The exercise: Pick out every line of the data below that contains the string "trunk", and copy each one.

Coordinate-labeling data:
++++++++++
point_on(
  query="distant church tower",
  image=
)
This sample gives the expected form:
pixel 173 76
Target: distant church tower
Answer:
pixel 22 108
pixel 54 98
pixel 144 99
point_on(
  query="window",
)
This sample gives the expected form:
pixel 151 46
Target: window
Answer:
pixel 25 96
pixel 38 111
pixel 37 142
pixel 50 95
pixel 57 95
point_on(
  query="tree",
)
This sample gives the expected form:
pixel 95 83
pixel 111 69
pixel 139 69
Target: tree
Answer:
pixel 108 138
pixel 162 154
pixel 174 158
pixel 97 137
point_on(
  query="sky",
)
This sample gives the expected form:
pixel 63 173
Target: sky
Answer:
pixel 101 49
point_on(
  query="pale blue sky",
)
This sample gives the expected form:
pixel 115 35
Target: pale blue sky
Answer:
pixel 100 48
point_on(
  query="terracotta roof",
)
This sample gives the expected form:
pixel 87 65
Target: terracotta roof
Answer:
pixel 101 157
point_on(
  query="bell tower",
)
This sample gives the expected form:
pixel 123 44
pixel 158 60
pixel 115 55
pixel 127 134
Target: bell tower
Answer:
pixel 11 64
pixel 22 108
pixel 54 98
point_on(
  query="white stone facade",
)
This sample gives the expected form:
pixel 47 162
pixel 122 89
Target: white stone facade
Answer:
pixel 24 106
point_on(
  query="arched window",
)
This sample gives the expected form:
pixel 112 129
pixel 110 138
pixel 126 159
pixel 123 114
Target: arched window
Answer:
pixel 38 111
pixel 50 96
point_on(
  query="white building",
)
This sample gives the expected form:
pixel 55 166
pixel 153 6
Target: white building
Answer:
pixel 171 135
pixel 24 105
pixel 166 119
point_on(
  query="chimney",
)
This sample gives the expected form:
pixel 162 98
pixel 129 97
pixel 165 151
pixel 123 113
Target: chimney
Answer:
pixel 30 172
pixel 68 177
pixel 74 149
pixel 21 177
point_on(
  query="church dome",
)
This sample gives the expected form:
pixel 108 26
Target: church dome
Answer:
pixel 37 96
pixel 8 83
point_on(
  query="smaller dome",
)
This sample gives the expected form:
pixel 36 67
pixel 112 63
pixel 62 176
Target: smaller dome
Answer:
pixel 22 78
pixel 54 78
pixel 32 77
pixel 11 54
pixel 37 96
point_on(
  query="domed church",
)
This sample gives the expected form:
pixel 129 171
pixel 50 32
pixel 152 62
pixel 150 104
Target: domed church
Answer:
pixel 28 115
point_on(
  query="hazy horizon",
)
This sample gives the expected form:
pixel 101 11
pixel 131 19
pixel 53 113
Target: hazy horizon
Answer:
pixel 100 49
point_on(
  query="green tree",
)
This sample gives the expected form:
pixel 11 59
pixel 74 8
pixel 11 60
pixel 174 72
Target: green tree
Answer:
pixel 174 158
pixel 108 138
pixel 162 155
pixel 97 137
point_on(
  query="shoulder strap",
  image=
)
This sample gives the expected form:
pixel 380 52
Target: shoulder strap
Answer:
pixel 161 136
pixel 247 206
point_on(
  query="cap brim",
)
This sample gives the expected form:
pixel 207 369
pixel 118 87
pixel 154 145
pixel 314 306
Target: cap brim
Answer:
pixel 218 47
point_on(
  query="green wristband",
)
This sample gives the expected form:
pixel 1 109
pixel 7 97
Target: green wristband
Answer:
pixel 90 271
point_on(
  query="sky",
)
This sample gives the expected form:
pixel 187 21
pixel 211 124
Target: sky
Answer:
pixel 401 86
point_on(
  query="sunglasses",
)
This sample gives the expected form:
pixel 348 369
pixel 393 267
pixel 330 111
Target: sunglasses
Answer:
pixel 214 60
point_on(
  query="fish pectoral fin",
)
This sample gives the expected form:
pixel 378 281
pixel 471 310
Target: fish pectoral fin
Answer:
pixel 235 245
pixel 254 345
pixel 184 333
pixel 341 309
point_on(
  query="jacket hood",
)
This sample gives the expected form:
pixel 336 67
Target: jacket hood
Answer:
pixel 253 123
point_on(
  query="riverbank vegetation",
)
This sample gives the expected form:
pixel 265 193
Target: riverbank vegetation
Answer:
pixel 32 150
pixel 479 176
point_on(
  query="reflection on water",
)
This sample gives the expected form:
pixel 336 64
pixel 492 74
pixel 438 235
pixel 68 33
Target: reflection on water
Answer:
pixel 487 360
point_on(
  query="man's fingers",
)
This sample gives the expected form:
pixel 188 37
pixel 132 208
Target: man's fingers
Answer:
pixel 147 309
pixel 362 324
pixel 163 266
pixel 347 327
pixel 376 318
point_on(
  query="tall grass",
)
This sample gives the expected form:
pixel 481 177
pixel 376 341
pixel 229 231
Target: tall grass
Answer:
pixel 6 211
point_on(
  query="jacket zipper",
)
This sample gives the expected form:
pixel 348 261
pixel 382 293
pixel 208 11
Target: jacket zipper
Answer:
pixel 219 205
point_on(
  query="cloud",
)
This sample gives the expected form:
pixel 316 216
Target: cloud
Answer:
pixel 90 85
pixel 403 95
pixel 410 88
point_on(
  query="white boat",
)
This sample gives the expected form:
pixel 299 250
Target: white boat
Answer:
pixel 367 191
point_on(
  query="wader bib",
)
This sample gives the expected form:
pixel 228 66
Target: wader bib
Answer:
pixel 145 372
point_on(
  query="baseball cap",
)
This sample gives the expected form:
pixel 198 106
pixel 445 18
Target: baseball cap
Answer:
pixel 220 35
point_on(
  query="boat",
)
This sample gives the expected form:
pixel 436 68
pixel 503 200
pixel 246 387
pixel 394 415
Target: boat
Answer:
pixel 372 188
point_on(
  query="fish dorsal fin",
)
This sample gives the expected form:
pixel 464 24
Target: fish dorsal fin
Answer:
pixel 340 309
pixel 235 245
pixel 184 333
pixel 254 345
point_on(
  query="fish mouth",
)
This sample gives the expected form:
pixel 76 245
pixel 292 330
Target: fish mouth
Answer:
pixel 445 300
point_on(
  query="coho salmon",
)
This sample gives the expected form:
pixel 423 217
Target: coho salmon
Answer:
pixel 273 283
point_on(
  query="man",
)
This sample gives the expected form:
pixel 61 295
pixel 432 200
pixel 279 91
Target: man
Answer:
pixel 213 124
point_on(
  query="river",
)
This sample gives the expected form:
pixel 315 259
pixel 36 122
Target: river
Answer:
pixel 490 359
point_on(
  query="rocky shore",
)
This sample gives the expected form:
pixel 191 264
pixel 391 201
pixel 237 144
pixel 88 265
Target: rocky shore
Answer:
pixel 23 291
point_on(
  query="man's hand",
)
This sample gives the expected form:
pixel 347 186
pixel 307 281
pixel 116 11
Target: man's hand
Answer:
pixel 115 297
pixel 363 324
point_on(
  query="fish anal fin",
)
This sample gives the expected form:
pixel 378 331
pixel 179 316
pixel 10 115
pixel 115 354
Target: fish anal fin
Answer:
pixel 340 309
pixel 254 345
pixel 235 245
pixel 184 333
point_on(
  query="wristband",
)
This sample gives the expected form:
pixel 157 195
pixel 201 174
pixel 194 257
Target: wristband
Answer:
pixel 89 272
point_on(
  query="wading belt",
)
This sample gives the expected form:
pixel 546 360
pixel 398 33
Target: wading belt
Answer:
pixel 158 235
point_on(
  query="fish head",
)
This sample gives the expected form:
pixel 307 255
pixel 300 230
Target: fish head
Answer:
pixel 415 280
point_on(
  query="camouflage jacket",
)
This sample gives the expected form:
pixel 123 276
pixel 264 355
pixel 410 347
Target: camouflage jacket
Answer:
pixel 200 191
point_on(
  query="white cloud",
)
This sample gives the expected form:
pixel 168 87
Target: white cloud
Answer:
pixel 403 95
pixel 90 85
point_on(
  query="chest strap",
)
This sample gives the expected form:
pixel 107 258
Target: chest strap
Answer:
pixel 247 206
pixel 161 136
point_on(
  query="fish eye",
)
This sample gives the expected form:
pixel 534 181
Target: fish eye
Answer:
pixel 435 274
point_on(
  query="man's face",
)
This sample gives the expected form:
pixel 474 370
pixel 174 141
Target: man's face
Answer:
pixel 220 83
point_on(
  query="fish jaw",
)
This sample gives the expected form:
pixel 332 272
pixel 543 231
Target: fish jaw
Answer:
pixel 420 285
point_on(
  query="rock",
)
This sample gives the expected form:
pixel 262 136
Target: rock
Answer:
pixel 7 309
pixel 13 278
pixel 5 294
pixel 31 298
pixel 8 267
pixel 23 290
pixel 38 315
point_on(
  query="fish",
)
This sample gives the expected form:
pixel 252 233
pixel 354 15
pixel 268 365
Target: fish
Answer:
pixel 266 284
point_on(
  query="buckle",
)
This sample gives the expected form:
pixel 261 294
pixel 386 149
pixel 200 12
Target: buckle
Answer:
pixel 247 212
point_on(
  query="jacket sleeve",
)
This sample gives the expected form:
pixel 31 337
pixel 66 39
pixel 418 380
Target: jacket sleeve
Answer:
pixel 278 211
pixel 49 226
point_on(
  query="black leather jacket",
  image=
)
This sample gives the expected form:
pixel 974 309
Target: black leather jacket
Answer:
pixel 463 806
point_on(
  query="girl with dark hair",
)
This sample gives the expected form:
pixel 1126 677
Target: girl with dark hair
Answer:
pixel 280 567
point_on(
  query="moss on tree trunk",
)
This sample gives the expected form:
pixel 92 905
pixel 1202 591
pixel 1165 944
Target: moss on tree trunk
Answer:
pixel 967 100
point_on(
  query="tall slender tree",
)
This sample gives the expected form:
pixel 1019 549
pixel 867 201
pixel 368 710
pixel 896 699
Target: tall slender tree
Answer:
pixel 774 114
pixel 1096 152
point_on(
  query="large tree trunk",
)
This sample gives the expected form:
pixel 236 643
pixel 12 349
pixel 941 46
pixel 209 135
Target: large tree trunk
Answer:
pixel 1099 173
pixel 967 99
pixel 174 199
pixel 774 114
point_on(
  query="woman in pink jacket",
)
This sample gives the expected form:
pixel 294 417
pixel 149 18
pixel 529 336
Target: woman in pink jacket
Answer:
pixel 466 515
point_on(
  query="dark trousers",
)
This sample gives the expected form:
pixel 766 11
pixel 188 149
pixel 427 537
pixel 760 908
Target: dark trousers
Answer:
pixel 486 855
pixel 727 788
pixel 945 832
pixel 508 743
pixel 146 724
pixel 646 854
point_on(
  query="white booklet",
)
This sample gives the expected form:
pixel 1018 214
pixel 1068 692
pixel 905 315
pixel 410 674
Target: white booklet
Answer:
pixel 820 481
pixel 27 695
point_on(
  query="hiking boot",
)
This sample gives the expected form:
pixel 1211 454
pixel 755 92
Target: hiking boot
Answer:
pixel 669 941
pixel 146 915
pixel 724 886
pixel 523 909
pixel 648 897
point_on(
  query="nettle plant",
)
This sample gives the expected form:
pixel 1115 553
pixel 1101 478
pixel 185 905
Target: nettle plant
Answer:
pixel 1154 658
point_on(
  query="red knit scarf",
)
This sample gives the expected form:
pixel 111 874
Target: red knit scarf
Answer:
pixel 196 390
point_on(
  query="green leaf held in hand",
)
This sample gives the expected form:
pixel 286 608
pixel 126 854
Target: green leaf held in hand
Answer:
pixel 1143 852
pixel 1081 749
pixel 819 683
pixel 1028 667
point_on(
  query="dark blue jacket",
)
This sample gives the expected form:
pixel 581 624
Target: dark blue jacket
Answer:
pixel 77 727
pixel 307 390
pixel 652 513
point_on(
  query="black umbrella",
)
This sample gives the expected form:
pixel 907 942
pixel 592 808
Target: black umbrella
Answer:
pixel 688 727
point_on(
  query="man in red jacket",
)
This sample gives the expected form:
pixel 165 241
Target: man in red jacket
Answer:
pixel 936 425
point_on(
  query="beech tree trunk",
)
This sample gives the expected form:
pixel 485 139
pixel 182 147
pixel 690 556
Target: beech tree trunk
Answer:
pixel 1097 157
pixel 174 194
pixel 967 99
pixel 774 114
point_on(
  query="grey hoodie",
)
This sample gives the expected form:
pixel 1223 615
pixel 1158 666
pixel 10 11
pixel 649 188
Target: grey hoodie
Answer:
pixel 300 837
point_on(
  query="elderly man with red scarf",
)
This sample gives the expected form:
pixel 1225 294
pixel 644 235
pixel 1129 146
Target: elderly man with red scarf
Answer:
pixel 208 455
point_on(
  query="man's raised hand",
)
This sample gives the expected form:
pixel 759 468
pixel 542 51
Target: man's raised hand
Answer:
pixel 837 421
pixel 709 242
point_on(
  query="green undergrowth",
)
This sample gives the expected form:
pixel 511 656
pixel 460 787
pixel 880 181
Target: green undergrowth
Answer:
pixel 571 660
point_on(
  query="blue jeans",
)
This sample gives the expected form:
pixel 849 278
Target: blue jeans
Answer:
++++++++++
Task solution:
  query="moss on tree trunk",
Target: moss on tree trunk
  query="large tree trunk",
Target: large tree trunk
  query="beech tree trunk",
Target: beech tree trunk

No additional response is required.